YOUR TASK:
In the document excerpt on DNS failure modes, what prevention steps are listed for DNS propagation delays?
━━ DOCUMENT EXCERPT
Common DNS Failure Modes
1. Domain Expiration
You forgot to renew your domain. It happens more than you'd think.
Symptoms: Complete outage, WHOIS shows expired
Prevention: Auto-renewal, calendar reminders, multi-year registrations
2. Nameserver Misconfiguration
Your registrar points to the wrong nameservers, or your DNS provider has issues.
Symptoms: Intermittent or complete failure
Prevention: Monitor DNS resolution, not just server health
3. DNS Record Errors
A records, CNAMEs, or MX records are missing or wrong.
Symptoms: Specific subdomains fail, email bounces
Prevention: DNS change management, monitoring specific records
4. DNS Propagation Delays
You changed DNS records, but not all users see the change yet.
Symptoms: Some users see old IP, some see new
Prevention: Lower TTL before changes, use DNS prefetching
5. DNS Provider Outages
Even major DNS providers have outages (Route 53, Cloudflare, Dyn have all had incidents).
Symptoms: Intermittent failures across multiple domains
Prevention: Secondary DNS provider, monitoring from multiple locations
6. DDoS Attacks on DNS
Attackers target DNS infrastructure (Dyn attack in 2016 took down Twitter, Netflix, Reddit).
Symptoms: Widespread outages affecting your provider's customers
Prevention: DDoS-protected DNS, secondary provider
What to Monitor in DNS
1. Domain Expiration
Alert when your domain is approaching expiration.
# Check domain expiration
whois example.com | grep "Expiration"
# Or use a monitoring service
# Alert when < 30 days remaining
2. DNS Resolution
Can your domain be resolved from multiple locations?
# Check from your server
dig example.com +short
# Check from external service
# OpsPulse, Pingdom, etc.
3. Correct IP Address
Does your domain resolve to the expected IP?
expected_ip="203.0.113.42"
actual_ip=$(dig example.com +short)
if [ "$actual_ip" != "$expected_ip" ]; then
echo "DNS mismatch! Expected $expected_ip, got $actual_ip"
fi
4. Nameserver Availability
Are your nameservers responding?
# Check each nameserver
for ns in ns1.example.com ns2.example.com; do
if ! dig @$ns example.com +short >/dev/null 2>&1; then
echo "Nameserver $ns not responding!"
fi
done
5. Record-Specific Checks
Verify specific records exist and have expected values.
━━━━
━━ DATA EXTRACTS
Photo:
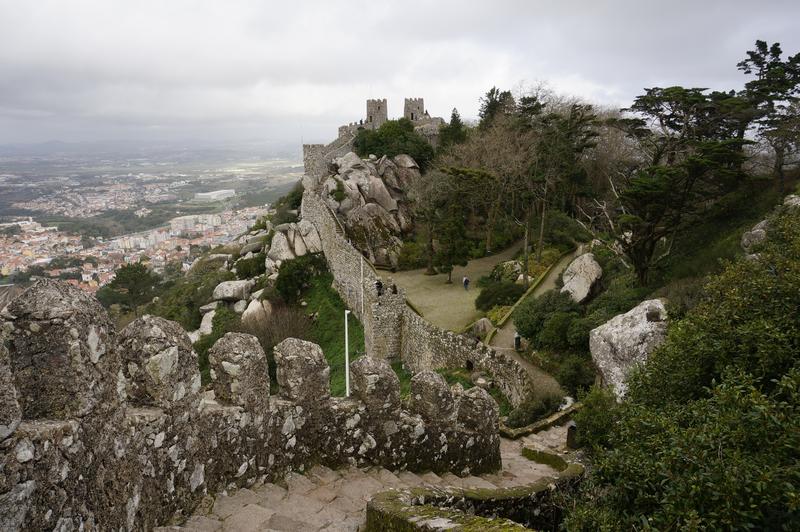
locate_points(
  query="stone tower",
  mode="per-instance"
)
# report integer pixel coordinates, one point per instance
(414, 109)
(376, 113)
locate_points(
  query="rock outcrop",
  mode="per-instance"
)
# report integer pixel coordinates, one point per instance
(580, 276)
(369, 196)
(232, 290)
(626, 341)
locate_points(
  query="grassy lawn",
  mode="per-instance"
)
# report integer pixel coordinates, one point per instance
(449, 306)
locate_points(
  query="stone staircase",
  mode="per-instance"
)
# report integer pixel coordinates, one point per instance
(323, 499)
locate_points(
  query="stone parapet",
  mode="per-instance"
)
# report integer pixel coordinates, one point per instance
(140, 446)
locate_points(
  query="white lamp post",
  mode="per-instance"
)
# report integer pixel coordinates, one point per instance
(346, 355)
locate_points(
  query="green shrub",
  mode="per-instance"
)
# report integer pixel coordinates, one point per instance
(412, 256)
(707, 437)
(294, 275)
(531, 410)
(531, 314)
(553, 334)
(497, 313)
(575, 373)
(252, 267)
(498, 294)
(293, 199)
(561, 231)
(545, 320)
(597, 417)
(225, 320)
(725, 462)
(748, 319)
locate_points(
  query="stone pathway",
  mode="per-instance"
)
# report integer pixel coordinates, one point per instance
(335, 500)
(504, 337)
(503, 340)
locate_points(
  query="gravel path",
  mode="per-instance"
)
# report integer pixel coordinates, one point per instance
(449, 306)
(335, 500)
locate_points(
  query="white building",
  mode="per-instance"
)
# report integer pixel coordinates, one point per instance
(215, 195)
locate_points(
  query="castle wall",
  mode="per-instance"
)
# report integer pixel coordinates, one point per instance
(377, 113)
(150, 451)
(392, 330)
(316, 157)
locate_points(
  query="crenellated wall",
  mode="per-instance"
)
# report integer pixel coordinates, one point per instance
(392, 330)
(116, 433)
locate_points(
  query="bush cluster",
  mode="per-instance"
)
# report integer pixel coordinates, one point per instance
(498, 294)
(708, 436)
(294, 275)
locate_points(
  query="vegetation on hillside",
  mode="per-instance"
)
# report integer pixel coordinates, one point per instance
(708, 435)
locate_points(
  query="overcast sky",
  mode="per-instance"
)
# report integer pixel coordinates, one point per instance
(230, 70)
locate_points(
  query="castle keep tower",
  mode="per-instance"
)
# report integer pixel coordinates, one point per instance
(376, 113)
(414, 109)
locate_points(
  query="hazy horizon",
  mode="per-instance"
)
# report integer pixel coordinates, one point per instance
(210, 73)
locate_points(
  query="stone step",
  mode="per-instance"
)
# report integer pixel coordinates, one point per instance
(410, 479)
(335, 500)
(431, 478)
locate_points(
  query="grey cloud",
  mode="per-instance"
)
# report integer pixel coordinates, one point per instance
━━━━
ANSWER FOR THIS EXERCISE:
Lower TTL before changes and use DNS prefetching.